→ Excerpted passage
No. 25-1134

Daniel J. Griffin v. United States, et al.

Lower Court: First Circuit
Docketed: 2026-03-30
Status: Pending
Type: Paid
Response Waived
Tags: criminal-procedure due-process fifth-amendment judgment-of-acquittal rule-12-motion vagueness-doctrine
Latest Conference: N/A
Question Presented (from Petition)

1. Whether Federal Rule of Criminal Procedure
12(b)(3), requires a defendant to raise pretrial, or
show good cause, an "as applied" constitutional Fifth
Amendment due process vagueness challenge without
consideration of whether the challenge was then
reasonably available and could have been determined
without a trial on the merits.

2. Whether the Fifth Amendment due process
prohibition against "as applied" vagueness required
the appellate panel herein to reverse the trial court's
denial of a Rule 29 motion for judgment of acquittal at
the close of the government's case alleging fraud
under 18 U.S.C. § 371, 18 U.S.C. § 666, and 18 U.S.C.
§ 1848, based on allegations that your petitioner misreported overtime hours where the evidence was insufficient to reveal any federal, state, department, or unit
law, regulation, policy, or rule requiring anyone to
report federal traffic safety program grant overtime
hour-for-hour, and where the traffic safety unit's
historical practice and the department's written documents authorized traffic safety program grant overtime
and other types of overtime paid in four- and eight-hour
minimum blocks.

→ Exercise description
Reproduce the docket entry between "Daniel J. Griffin" and "Presented (from Petition)", inclusive, substituting "Closed" for "Pending". Draw solely on the docket entry itself.

→ Record set
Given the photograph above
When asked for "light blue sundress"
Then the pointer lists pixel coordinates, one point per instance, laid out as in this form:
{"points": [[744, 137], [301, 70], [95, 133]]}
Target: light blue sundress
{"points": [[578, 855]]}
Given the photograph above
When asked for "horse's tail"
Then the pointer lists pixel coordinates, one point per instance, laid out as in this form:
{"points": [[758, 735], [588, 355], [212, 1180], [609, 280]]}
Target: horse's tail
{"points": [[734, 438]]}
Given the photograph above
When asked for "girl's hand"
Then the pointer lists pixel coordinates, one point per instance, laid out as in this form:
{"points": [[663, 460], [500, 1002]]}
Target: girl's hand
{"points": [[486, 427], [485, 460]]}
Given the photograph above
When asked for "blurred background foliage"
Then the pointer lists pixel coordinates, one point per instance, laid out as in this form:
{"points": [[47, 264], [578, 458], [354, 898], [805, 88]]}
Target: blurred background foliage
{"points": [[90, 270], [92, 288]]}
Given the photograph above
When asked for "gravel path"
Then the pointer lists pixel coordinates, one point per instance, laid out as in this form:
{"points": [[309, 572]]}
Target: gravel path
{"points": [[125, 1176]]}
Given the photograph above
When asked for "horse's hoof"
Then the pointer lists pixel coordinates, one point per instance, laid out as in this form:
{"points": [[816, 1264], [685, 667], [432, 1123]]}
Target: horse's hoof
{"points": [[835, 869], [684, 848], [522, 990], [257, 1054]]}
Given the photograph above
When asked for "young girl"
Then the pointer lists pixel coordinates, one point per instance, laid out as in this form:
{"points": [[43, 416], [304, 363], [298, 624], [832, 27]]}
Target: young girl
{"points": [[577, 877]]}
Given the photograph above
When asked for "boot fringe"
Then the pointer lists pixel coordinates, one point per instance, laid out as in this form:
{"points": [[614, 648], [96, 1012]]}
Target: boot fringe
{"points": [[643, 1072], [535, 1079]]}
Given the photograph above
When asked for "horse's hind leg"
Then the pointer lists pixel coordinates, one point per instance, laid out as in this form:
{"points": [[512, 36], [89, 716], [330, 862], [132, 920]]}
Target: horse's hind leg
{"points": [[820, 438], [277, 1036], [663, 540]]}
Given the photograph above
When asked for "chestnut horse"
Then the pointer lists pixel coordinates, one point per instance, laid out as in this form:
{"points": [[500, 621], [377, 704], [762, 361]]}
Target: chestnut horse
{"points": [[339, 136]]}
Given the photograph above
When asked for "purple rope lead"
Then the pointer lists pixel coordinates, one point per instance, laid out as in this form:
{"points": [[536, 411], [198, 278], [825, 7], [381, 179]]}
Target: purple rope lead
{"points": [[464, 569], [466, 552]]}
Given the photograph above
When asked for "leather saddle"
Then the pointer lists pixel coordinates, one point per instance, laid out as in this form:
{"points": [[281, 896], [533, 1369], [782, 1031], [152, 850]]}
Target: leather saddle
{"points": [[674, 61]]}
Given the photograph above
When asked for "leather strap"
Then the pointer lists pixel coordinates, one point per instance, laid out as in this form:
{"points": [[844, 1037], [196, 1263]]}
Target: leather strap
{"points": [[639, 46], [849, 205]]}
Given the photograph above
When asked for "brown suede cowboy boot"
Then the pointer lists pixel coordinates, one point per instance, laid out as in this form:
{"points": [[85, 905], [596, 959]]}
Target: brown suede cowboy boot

→ Exercise result
Daniel J. Griffin v. United States, et al.

Lower Court: First Circuit
Docketed: 2026-03-30
Status: Closed
Type: Paid
Response Waived
Tags: criminal-procedure due-process fifth-amendment judgment-of-acquittal rule-12-motion vagueness-doctrine
Latest Conference: N/A
Question Presented (from Petition)